• TASKS:
**1)** In the Frank Bell biography below, why did Bell desert in December 1914? Answer in one to three sentences.
**2)** List every squadron named in the Unit line of the Frank Bell biography below.

• EXCERPT PROVIDED:
- Born: George Stanley Bell 23 August 1897 Margate, Kent
- Died: February 1960 (aged 62–63) Reading, Berkshire
- Allegiance: United Kingdom
- Branch: British Army Royal Air Force
- Rank: Sergeant
- Unit: No. 9 Squadron RFC No. 49 Squadron RAF No. 11 Squadron RAF
- Awards: Distinguished Flying Medal

= Frank Bell (RAF airman) =

Sergeant Frank William Bell (23 August 1897 – February 1960) was an observer and air gunner in the Royal Air Force during World War I. He was a flying ace credited, together with his pilot, with six aerial victories.

==Biography==
Born George Stanley Bell in Margate, Kent, he had joined the Territorial Force in 1914 and was subsequently called up at the outbreak of World War I. In December 1914 he requested compassionate leave in order to visit his father, who was dying of tuberculosis. Permission was refused, so Bell deserted. However, in January 1915, he re-enlisted in the Royal Welsh Fusiliers under the name of Frank William Bell, falsifying both his name and date of birth.

• DATA RECORDS:

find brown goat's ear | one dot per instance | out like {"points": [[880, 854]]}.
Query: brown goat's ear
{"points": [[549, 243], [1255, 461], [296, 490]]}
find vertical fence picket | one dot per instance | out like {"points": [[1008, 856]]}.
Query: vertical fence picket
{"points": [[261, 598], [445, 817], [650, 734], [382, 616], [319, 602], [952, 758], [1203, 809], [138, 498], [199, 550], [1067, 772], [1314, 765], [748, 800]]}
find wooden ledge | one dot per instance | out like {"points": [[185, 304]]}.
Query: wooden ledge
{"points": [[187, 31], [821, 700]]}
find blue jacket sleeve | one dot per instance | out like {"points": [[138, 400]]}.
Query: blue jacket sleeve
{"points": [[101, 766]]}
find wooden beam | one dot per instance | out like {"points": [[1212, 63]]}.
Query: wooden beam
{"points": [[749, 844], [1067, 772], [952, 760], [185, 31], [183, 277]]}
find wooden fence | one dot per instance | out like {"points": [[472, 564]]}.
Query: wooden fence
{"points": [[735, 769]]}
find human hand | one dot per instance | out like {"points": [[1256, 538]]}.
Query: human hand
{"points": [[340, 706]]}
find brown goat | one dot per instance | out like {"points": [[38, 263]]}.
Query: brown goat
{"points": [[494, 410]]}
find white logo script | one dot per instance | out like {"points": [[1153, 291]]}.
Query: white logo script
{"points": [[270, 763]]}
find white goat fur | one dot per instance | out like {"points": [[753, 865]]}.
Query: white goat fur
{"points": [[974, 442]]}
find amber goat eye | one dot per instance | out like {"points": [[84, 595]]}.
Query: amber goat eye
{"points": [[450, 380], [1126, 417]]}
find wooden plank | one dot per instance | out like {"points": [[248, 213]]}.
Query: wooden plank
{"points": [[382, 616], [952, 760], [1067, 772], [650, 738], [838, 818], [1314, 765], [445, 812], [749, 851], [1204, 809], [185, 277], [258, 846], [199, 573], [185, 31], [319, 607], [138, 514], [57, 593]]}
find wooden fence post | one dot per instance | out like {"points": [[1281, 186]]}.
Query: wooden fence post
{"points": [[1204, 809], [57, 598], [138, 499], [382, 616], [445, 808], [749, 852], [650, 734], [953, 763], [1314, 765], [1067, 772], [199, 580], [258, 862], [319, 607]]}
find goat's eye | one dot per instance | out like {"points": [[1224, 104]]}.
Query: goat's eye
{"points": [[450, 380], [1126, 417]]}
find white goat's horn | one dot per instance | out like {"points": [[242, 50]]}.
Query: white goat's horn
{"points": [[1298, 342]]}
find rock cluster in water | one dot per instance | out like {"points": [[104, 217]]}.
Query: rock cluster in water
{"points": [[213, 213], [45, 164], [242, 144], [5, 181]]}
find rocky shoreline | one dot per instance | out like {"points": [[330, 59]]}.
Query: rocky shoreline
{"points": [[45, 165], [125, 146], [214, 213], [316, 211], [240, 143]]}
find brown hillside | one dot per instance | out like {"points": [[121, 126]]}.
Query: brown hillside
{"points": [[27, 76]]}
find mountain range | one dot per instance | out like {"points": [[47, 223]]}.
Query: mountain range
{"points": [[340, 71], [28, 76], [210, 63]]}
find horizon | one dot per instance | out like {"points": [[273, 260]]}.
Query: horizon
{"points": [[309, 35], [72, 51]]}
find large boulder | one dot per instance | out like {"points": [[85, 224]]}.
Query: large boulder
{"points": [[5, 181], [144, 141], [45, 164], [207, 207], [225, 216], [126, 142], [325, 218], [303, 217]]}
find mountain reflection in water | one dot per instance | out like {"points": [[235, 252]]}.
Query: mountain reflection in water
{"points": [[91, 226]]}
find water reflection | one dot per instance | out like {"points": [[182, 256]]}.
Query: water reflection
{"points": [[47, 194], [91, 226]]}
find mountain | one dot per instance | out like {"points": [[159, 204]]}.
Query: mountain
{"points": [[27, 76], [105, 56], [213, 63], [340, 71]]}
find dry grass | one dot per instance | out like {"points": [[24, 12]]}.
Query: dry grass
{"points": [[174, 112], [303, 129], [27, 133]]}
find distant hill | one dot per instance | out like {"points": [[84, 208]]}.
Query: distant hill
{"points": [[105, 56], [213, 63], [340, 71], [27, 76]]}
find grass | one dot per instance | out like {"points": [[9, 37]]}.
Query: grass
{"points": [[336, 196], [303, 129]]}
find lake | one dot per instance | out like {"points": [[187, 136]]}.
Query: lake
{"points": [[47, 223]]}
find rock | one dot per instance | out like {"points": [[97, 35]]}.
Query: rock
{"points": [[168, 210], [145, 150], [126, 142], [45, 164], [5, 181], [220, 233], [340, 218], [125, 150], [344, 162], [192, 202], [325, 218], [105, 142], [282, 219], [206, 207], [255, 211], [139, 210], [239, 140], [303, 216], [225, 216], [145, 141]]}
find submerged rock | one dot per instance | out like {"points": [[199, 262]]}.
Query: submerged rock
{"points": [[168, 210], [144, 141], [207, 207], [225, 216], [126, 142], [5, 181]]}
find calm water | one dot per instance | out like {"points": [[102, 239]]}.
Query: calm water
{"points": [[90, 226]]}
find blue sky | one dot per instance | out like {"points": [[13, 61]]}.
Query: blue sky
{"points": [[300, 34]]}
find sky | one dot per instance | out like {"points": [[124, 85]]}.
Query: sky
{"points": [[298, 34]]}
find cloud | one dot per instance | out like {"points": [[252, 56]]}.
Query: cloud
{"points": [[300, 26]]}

• RESULTS OF THE EXERCISE:
**1)** Bell deserted because he was refused permission for compassionate leave. He had asked for the leave so he could visit his father, who was dying of tuberculosis.

**2)**
- No. 9 Squadron RFC
- No. 49 Squadron RAF
- No. 11 Squadron RAF